Task instructions -> Report all lines of the records that contain "Find".

--- Supplied records Enclosed Below ---

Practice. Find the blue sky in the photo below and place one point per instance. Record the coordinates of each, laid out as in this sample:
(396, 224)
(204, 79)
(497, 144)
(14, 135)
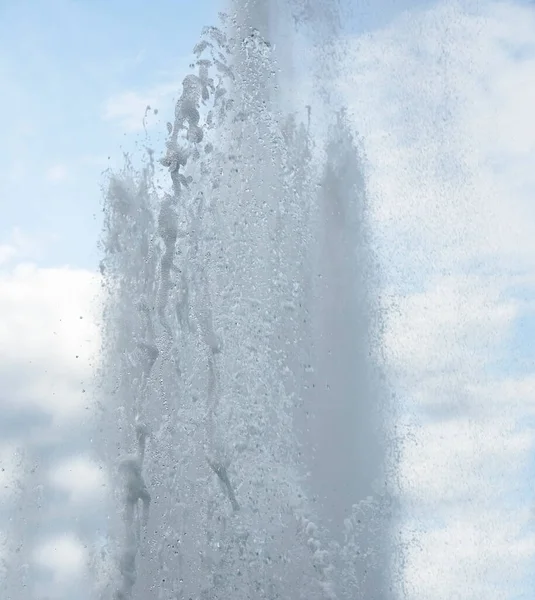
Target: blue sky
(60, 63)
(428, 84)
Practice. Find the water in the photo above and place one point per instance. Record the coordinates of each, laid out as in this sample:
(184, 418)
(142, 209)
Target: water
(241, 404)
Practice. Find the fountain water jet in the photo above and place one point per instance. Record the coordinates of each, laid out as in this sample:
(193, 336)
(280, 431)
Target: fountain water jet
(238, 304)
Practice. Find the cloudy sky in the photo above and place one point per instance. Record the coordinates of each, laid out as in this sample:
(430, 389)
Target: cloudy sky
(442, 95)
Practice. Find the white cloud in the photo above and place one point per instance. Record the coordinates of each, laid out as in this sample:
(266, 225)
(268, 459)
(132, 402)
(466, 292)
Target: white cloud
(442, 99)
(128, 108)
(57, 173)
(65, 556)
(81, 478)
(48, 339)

--- End of Enclosed Supplied records ---
--- Supplied records Enclosed Below ---

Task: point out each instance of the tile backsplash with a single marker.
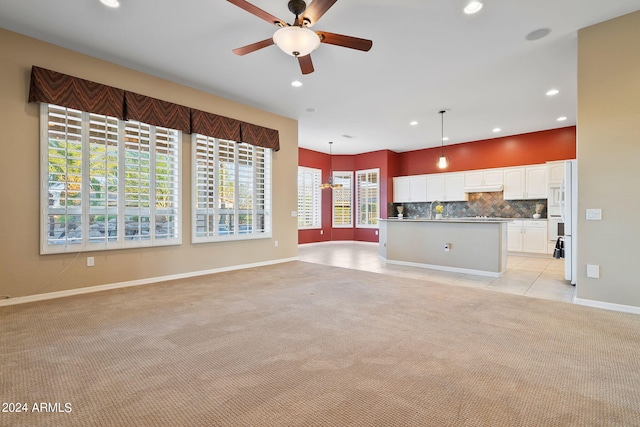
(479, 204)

--- End of Enclosed Supplied records ---
--- Supplied records Enclosed Below ---

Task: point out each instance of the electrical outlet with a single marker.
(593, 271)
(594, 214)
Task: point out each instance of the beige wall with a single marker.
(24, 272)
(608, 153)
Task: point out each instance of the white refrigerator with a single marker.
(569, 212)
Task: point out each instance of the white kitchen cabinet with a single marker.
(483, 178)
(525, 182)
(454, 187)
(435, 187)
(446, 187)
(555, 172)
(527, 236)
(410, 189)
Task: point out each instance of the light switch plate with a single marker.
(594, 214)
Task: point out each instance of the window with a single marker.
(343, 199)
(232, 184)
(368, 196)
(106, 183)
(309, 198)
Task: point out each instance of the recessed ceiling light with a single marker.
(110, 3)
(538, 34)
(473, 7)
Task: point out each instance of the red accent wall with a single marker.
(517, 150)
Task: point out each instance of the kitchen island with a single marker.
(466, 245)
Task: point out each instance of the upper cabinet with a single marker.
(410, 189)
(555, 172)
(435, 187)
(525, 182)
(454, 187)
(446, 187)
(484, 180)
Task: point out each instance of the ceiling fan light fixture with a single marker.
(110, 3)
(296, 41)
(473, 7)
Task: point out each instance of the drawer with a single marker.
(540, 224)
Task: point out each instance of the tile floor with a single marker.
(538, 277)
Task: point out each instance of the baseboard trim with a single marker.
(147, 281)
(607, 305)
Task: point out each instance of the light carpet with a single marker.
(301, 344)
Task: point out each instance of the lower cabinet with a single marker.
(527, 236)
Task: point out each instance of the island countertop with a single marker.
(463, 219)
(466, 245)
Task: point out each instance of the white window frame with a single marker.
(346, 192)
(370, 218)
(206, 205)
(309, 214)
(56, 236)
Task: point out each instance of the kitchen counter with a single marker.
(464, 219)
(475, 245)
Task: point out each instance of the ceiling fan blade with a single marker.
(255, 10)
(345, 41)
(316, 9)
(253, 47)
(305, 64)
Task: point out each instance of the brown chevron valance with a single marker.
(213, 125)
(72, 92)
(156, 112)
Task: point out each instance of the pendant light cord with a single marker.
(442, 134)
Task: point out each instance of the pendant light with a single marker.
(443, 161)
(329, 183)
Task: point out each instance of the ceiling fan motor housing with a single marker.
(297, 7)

--- End of Enclosed Supplied records ---

Solution for this task ->
Practice. Find the blue sky in the photo below and place one point per instance. Record the coordinates of each, laid out as in this sample:
Practice. Find the water in the photo above and place one point per instance. Record the coordinates of each, laid out as in this sample:
Practice. Find the fountain water jet in the photo above and place one point per instance. Record the coordinates of each, laid out as in this sample:
Practice. Find the cloudy sky in the photo above and place one point per instance. Record the coordinates of each, laid out as in this sample:
Practice. Find the white cloud in the photo above and place one point per instance. Record the coordinates of each, laid out as in this sample:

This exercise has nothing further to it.